WRITTEN TASK –
Render every line of the listing below as a JSON list of strings, one string per line, skipping blank lines. Leave the pictures out of your answer.

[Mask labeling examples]

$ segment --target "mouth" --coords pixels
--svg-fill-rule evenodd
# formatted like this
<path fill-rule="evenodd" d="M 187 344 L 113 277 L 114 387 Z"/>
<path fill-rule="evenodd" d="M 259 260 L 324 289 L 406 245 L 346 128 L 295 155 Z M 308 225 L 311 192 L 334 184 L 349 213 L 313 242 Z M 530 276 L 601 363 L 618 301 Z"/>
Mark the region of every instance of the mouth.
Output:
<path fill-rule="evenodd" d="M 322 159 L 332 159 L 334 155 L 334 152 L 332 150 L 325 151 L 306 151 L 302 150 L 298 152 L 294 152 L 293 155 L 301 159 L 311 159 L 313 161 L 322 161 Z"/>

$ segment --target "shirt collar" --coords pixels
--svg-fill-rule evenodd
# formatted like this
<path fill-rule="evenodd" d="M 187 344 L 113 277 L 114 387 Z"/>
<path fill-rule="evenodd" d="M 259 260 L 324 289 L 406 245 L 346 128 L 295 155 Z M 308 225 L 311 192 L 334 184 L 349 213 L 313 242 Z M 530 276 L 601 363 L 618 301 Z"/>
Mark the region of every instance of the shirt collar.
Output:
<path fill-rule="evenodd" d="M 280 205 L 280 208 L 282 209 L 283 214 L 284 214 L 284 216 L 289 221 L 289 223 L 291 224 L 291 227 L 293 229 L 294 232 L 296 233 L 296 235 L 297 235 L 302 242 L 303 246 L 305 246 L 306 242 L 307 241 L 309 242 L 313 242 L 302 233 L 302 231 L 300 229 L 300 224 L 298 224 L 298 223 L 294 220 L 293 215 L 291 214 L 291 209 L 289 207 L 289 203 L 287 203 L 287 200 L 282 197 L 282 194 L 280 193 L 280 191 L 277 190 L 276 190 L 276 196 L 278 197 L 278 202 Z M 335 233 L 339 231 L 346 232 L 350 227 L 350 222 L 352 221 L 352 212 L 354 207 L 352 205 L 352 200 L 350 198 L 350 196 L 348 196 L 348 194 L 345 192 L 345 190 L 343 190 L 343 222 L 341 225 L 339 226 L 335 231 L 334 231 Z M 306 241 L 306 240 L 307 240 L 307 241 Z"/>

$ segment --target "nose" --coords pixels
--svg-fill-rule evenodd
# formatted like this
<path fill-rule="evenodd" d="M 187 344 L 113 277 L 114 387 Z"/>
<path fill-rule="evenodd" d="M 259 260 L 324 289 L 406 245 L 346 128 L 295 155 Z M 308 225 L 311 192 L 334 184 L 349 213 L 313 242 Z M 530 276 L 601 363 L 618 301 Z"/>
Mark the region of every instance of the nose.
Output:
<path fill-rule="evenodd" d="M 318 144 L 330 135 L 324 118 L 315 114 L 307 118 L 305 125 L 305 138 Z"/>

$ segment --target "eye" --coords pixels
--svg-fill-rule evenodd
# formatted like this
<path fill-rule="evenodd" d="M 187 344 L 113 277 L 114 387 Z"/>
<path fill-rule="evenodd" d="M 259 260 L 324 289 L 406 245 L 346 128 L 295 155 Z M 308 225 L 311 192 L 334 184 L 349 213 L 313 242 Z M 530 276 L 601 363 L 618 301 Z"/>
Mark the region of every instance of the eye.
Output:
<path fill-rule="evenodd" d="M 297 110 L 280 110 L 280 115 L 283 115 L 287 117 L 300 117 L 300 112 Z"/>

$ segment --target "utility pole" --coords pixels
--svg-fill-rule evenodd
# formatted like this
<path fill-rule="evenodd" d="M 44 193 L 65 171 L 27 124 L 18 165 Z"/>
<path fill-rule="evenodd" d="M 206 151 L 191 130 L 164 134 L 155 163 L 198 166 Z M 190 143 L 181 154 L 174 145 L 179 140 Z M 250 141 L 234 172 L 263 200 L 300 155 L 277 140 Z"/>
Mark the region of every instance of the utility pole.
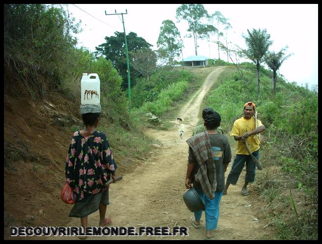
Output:
<path fill-rule="evenodd" d="M 182 41 L 182 39 L 181 39 L 181 36 L 180 36 L 180 44 L 181 44 L 181 56 L 182 56 L 182 69 L 183 70 L 185 70 L 185 63 L 184 62 L 184 53 L 182 51 L 182 47 L 184 44 L 184 42 Z"/>
<path fill-rule="evenodd" d="M 122 23 L 123 24 L 123 30 L 124 30 L 124 39 L 125 39 L 125 53 L 126 54 L 126 62 L 127 65 L 127 69 L 126 72 L 128 73 L 128 91 L 129 91 L 129 100 L 131 104 L 131 79 L 130 78 L 130 62 L 129 61 L 129 51 L 128 51 L 128 43 L 126 41 L 126 34 L 125 33 L 125 27 L 124 27 L 124 20 L 123 19 L 123 14 L 128 14 L 128 10 L 125 9 L 125 13 L 121 13 L 119 14 L 116 13 L 116 10 L 115 9 L 115 14 L 107 14 L 106 13 L 106 10 L 105 10 L 105 15 L 122 15 Z"/>

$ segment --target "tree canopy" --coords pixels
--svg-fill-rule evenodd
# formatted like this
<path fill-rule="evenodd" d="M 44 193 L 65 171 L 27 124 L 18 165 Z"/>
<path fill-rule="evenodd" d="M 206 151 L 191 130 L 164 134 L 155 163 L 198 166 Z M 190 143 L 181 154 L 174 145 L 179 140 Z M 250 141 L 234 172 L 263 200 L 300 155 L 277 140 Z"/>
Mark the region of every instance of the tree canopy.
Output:
<path fill-rule="evenodd" d="M 273 92 L 274 93 L 275 93 L 276 90 L 276 72 L 279 69 L 283 62 L 292 55 L 292 54 L 290 54 L 288 55 L 286 55 L 285 51 L 288 48 L 286 46 L 282 48 L 277 53 L 275 53 L 274 51 L 268 52 L 264 57 L 265 62 L 273 71 Z"/>
<path fill-rule="evenodd" d="M 267 33 L 266 29 L 253 29 L 251 31 L 247 29 L 248 35 L 243 35 L 248 49 L 242 50 L 244 55 L 251 60 L 256 65 L 257 69 L 257 96 L 260 94 L 259 70 L 260 63 L 264 61 L 264 57 L 269 46 L 273 42 L 269 38 L 270 35 Z"/>
<path fill-rule="evenodd" d="M 172 64 L 174 59 L 180 54 L 180 32 L 172 20 L 164 20 L 162 25 L 157 44 L 159 53 L 164 54 L 169 64 Z"/>
<path fill-rule="evenodd" d="M 96 47 L 96 57 L 103 56 L 110 60 L 115 69 L 119 71 L 120 75 L 123 79 L 122 87 L 124 89 L 128 87 L 126 54 L 125 51 L 125 40 L 124 32 L 115 31 L 115 36 L 106 36 L 105 43 Z M 151 49 L 153 45 L 148 43 L 144 38 L 138 36 L 136 33 L 130 32 L 126 35 L 129 52 L 136 52 L 139 50 Z M 130 68 L 132 73 L 131 61 L 130 61 Z"/>
<path fill-rule="evenodd" d="M 212 20 L 212 16 L 208 14 L 203 4 L 184 4 L 177 8 L 176 17 L 178 22 L 184 20 L 188 22 L 189 28 L 187 30 L 192 33 L 192 35 L 190 34 L 188 37 L 193 36 L 195 52 L 197 55 L 198 38 L 209 37 L 211 33 L 217 31 L 217 29 L 214 26 L 202 23 L 205 19 L 207 21 Z"/>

TASK OUTPUT –
[
  "$ segment --target \"mouth\" --coords pixels",
  "--svg-fill-rule evenodd",
  "# formatted like this",
  "<path fill-rule=\"evenodd\" d=\"M 187 344 L 113 277 L 114 387 Z\"/>",
  "<path fill-rule=\"evenodd\" d=\"M 259 260 L 324 289 L 406 245 L 346 128 L 295 155 Z M 308 225 L 311 192 L 334 184 L 349 213 L 313 242 Z M 530 276 L 601 363 L 618 301 Z\"/>",
  "Mark the region of every instance of the mouth.",
  "Output:",
  "<path fill-rule=\"evenodd\" d=\"M 322 159 L 332 159 L 334 155 L 334 152 L 332 150 L 325 151 L 306 151 L 302 150 L 298 152 L 294 152 L 293 155 L 301 159 L 311 159 L 313 161 L 322 161 Z\"/>",
  "$ segment --target \"shirt collar\" --coords pixels",
  "--svg-fill-rule evenodd",
  "# formatted like this",
  "<path fill-rule=\"evenodd\" d=\"M 187 344 L 113 277 L 114 387 Z\"/>",
  "<path fill-rule=\"evenodd\" d=\"M 259 260 L 324 289 L 406 245 L 346 128 L 295 155 Z M 308 225 L 311 192 L 334 184 L 349 213 L 313 242 Z M 530 276 L 601 363 L 618 301 Z\"/>",
  "Mark the region of every instance of the shirt collar.",
  "Output:",
  "<path fill-rule=\"evenodd\" d=\"M 280 205 L 280 208 L 282 209 L 283 214 L 284 214 L 284 216 L 289 221 L 289 223 L 291 224 L 291 227 L 293 229 L 294 232 L 296 233 L 296 235 L 297 235 L 302 242 L 303 246 L 305 246 L 306 242 L 307 241 L 309 242 L 313 242 L 302 233 L 302 231 L 300 229 L 300 224 L 298 224 L 298 223 L 294 220 L 293 215 L 291 214 L 291 209 L 289 207 L 289 203 L 287 203 L 287 200 L 282 197 L 282 194 L 280 193 L 280 191 L 277 190 L 276 190 L 276 196 L 278 197 L 278 202 Z M 335 233 L 339 231 L 346 232 L 350 227 L 350 222 L 352 221 L 352 212 L 354 207 L 352 205 L 352 200 L 350 198 L 350 196 L 348 196 L 348 194 L 345 192 L 345 190 L 343 190 L 343 222 L 341 225 L 339 226 L 335 231 L 334 231 Z M 306 241 L 306 240 L 307 240 L 307 241 Z\"/>",
  "$ segment --target \"nose\" --coords pixels",
  "--svg-fill-rule evenodd",
  "# formatted like this",
  "<path fill-rule=\"evenodd\" d=\"M 187 344 L 113 277 L 114 387 Z\"/>",
  "<path fill-rule=\"evenodd\" d=\"M 259 260 L 324 289 L 406 245 L 346 128 L 295 155 Z M 308 225 L 311 192 L 334 184 L 349 213 L 313 242 Z M 530 276 L 601 363 L 618 301 Z\"/>",
  "Mark the region of every instance of the nose.",
  "Output:",
  "<path fill-rule=\"evenodd\" d=\"M 318 144 L 330 135 L 324 118 L 315 114 L 307 118 L 305 125 L 305 138 Z\"/>",
  "$ segment --target \"eye\" --coords pixels",
  "--svg-fill-rule evenodd",
  "# formatted like this",
  "<path fill-rule=\"evenodd\" d=\"M 187 344 L 113 277 L 114 387 Z\"/>",
  "<path fill-rule=\"evenodd\" d=\"M 259 260 L 324 289 L 406 245 L 346 128 L 295 155 Z M 308 225 L 311 192 L 334 184 L 349 213 L 313 242 Z M 530 276 L 601 363 L 618 301 Z\"/>",
  "Mark the region of every instance of the eye.",
  "Output:",
  "<path fill-rule=\"evenodd\" d=\"M 297 110 L 280 110 L 280 115 L 283 115 L 287 117 L 300 117 L 300 112 Z\"/>",
  "$ segment --target \"utility pole\" --coords pixels",
  "--svg-fill-rule evenodd",
  "# formatted like this",
  "<path fill-rule=\"evenodd\" d=\"M 44 193 L 65 171 L 27 124 L 18 165 Z\"/>",
  "<path fill-rule=\"evenodd\" d=\"M 206 151 L 191 130 L 164 134 L 155 163 L 198 166 Z M 190 143 L 181 154 L 174 145 L 179 140 Z M 250 141 L 234 172 L 263 200 L 300 155 L 277 140 Z\"/>",
  "Mark the region of every instance of the utility pole.",
  "Output:",
  "<path fill-rule=\"evenodd\" d=\"M 182 41 L 182 39 L 181 39 L 181 36 L 180 36 L 180 44 L 181 44 L 181 56 L 182 56 L 182 69 L 183 70 L 185 70 L 185 63 L 184 62 L 184 53 L 182 51 L 182 47 L 184 44 L 184 42 Z\"/>",
  "<path fill-rule=\"evenodd\" d=\"M 122 23 L 123 24 L 123 30 L 124 30 L 124 39 L 125 39 L 125 53 L 126 54 L 126 62 L 127 65 L 127 69 L 126 72 L 128 73 L 128 91 L 129 91 L 129 100 L 131 104 L 131 79 L 130 78 L 130 62 L 129 61 L 129 51 L 128 51 L 128 43 L 126 41 L 126 34 L 125 33 L 125 27 L 124 27 L 124 20 L 123 19 L 123 14 L 128 14 L 128 10 L 125 9 L 125 13 L 121 13 L 119 14 L 116 13 L 116 10 L 115 9 L 115 14 L 107 14 L 106 13 L 106 10 L 105 10 L 105 15 L 122 15 Z\"/>",
  "$ segment --target \"tree canopy\" --coords pixels",
  "--svg-fill-rule evenodd",
  "# formatted like this",
  "<path fill-rule=\"evenodd\" d=\"M 44 193 L 65 171 L 27 124 L 18 165 Z\"/>",
  "<path fill-rule=\"evenodd\" d=\"M 206 151 L 191 130 L 164 134 L 155 163 L 198 166 Z M 190 143 L 181 154 L 174 145 L 179 140 Z M 250 141 L 234 172 L 263 200 L 300 155 L 277 140 Z\"/>",
  "Mark the region of every instance of the tree canopy.",
  "Output:",
  "<path fill-rule=\"evenodd\" d=\"M 273 92 L 274 93 L 275 93 L 276 90 L 276 72 L 279 69 L 283 62 L 292 55 L 292 54 L 290 54 L 288 55 L 286 55 L 285 51 L 288 48 L 286 46 L 282 48 L 277 53 L 275 53 L 274 51 L 268 52 L 264 57 L 265 62 L 273 71 Z\"/>",
  "<path fill-rule=\"evenodd\" d=\"M 267 33 L 266 29 L 253 29 L 251 31 L 247 29 L 248 35 L 243 35 L 248 49 L 242 50 L 244 55 L 251 60 L 256 65 L 257 69 L 257 96 L 260 94 L 259 70 L 260 63 L 264 61 L 264 57 L 269 46 L 273 42 L 269 38 L 270 35 Z\"/>",
  "<path fill-rule=\"evenodd\" d=\"M 172 64 L 174 59 L 180 54 L 180 32 L 172 20 L 164 20 L 162 25 L 157 44 L 159 53 L 164 54 L 169 64 Z\"/>",
  "<path fill-rule=\"evenodd\" d=\"M 96 47 L 96 57 L 103 56 L 110 60 L 115 69 L 119 71 L 120 75 L 123 79 L 122 87 L 124 89 L 128 87 L 126 54 L 125 51 L 125 40 L 124 32 L 115 31 L 115 36 L 106 36 L 105 43 Z M 151 49 L 153 45 L 148 43 L 144 38 L 138 36 L 136 33 L 130 32 L 126 35 L 129 52 L 136 52 L 139 50 Z M 130 68 L 132 73 L 131 61 L 130 61 Z\"/>",
  "<path fill-rule=\"evenodd\" d=\"M 212 20 L 212 16 L 208 14 L 203 4 L 184 4 L 177 8 L 176 17 L 178 22 L 184 20 L 188 22 L 189 28 L 187 30 L 192 33 L 192 35 L 190 34 L 188 37 L 193 36 L 195 52 L 197 55 L 198 38 L 209 37 L 211 33 L 217 31 L 217 29 L 214 26 L 202 23 L 205 19 L 207 21 Z\"/>"
]